Exercise task: Format the records below as a Markdown table with two columns, Row and Line, numbering each line in order and skipping blank lines. Leave the pictures out.

Data excerpts:
◇ ◇ ◇ ◇

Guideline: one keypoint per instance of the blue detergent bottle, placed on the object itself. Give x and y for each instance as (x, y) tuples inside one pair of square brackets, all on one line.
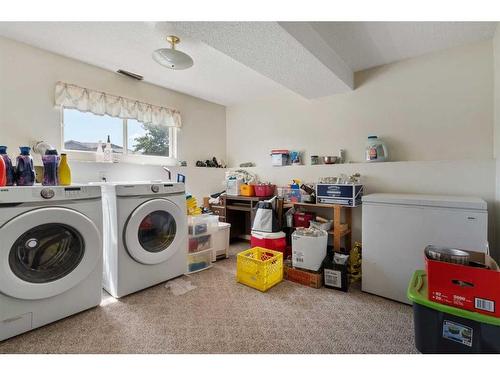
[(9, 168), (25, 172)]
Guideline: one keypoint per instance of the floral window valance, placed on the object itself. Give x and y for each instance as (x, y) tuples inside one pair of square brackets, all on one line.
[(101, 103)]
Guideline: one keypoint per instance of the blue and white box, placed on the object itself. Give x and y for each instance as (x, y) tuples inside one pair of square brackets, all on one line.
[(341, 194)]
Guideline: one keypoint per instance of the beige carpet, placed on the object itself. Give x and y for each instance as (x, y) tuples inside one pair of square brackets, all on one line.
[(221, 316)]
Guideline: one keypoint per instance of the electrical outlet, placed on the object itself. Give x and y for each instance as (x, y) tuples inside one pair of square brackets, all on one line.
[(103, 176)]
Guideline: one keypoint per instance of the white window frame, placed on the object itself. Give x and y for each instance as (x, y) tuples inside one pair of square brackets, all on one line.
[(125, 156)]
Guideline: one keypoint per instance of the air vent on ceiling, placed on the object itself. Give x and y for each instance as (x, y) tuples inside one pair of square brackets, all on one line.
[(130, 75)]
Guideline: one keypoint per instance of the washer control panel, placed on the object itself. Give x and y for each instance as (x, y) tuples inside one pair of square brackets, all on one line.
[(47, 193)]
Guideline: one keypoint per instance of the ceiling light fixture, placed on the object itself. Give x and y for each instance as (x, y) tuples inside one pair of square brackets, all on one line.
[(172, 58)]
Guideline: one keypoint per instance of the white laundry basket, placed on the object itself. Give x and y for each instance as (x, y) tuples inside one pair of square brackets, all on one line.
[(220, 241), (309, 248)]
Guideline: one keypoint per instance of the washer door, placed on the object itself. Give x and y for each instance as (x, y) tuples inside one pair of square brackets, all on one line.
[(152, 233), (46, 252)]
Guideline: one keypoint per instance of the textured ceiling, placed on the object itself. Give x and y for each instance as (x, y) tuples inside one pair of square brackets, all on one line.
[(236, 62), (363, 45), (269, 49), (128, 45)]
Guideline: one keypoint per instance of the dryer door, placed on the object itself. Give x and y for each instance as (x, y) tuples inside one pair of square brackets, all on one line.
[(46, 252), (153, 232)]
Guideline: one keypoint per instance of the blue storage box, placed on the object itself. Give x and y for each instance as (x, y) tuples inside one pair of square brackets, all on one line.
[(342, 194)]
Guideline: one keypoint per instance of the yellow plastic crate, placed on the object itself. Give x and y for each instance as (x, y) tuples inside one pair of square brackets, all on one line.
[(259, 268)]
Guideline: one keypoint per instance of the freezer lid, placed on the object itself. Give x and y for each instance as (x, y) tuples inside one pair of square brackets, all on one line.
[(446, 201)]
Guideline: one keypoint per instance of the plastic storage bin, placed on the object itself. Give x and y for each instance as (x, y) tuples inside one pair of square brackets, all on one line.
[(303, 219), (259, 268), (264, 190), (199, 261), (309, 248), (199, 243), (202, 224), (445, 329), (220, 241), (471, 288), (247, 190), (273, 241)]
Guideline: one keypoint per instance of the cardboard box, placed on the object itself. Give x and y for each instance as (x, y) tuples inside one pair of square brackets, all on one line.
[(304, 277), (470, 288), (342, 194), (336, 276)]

◇ ◇ ◇ ◇

Exercise answer:
| Row | Line |
|---|---|
| 1 | Guideline: one keypoint per instance of the blue detergent bottle, placed on the object itself. Give x and y for each instance as (x, y) tuples inside one pair of square brackets, all on one line. |
| 2 | [(9, 168), (25, 172)] |
| 3 | Guideline: one keypoint per instance of the floral window valance, placed on the object itself. Give x and y for each instance as (x, y) tuples inside one pair of square brackets, all on one line. |
| 4 | [(101, 103)] |
| 5 | Guideline: one keypoint per instance of the blue and white box, placed on the object itself. Give x and y for each instance as (x, y) tuples inside one pair of square brackets, all on one line. |
| 6 | [(341, 194)] |
| 7 | Guideline: one keypoint per instance of the beige carpet, placed on the object itself. Give x and y for each instance as (x, y) tuples inside one pair of square brackets, all on one line. |
| 8 | [(221, 316)] |
| 9 | Guideline: one keypoint per instance of the electrical outlet, placed on the object itself. Give x and y for each instance as (x, y) tuples inside one pair of square brackets, all on one line. |
| 10 | [(103, 176)] |
| 11 | Guideline: one keypoint per instance of the white window frame, placed on the object itself. Give x and y for each instance as (x, y) tuples inside one pair of square brackets, all on one line. |
| 12 | [(125, 156)] |
| 13 | Guideline: one keypoint per instance of the air vent on ceiling, placed on the object itself. Give x and y for each instance as (x, y) tuples inside one pair of square brackets, all on one line. |
| 14 | [(130, 75)] |
| 15 | Guideline: one keypoint per instance of the washer control panel, placed on the object itself. Give x and y for each instance as (x, y) tuples inside one pair of square brackets, all on one line. |
| 16 | [(47, 193)] |
| 17 | Guideline: one keypoint per instance of the ceiling light fixture, placed on the object itself. Give x and y for each instance as (x, y) tuples inside one pair of square brackets, all on one line. |
| 18 | [(172, 58)] |
| 19 | Guideline: one keypoint per instance of the white laundry basket, placed on the object itself. Give x and y for each instance as (x, y) tuples inside one pair of square brackets, all on one line. |
| 20 | [(220, 241), (309, 248)] |
| 21 | Guideline: one keypoint per instance of the washer door, placed on the object itself. Give x and y for each instance as (x, y) tuples inside one pair of square brackets, all on one line. |
| 22 | [(152, 233), (46, 252)] |
| 23 | Guideline: one keypoint per instance of the textured ceiling, placed on the object itself. Give x and y for each instance as (x, y) tuples inside one pair of square brackets, all on one line. |
| 24 | [(236, 62), (363, 45), (269, 49), (128, 45)] |
| 25 | Guideline: one keypoint per instance of the dryer door, placed on the object itself. Give x and y for each instance as (x, y) tuples inside one pair of square brackets, all on one line. |
| 26 | [(46, 252), (153, 232)] |
| 27 | Guideline: one keypoint per instance of the blue storage box, placed on the object itself. Give x and y for each instance as (x, y) tuples inside one pair of square brackets, all on one line. |
| 28 | [(342, 194)] |
| 29 | Guideline: one keypoint per instance of the yellow plastic crate, placed on the object itself. Give x and y for each instance as (x, y) tuples inside one pair of square brackets, all on one line. |
| 30 | [(259, 268)] |
| 31 | Guideline: one keypoint per instance of the freezer lid, placed on the object itself. Give x and y for each instance as (x, y) tuples inside one pair of square brackets, all on one line. |
| 32 | [(446, 201)] |
| 33 | Guideline: one keypoint per instance of the plastic storage bin, placed on the object itself. Give x and y for each instance as (x, y) tuples inside one pair of square brackets, all on one line. |
| 34 | [(303, 219), (259, 268), (264, 190), (199, 261), (309, 248), (199, 243), (202, 224), (445, 329), (220, 241), (471, 288), (247, 190), (273, 241)] |
| 35 | Guideline: one keypoint per instance of the cardboard box, placed on the object itself. Give x and y for each instance as (x, y) tuples inside one pair of square brackets, all on one line. |
| 36 | [(304, 277), (470, 288), (342, 194), (336, 276)] |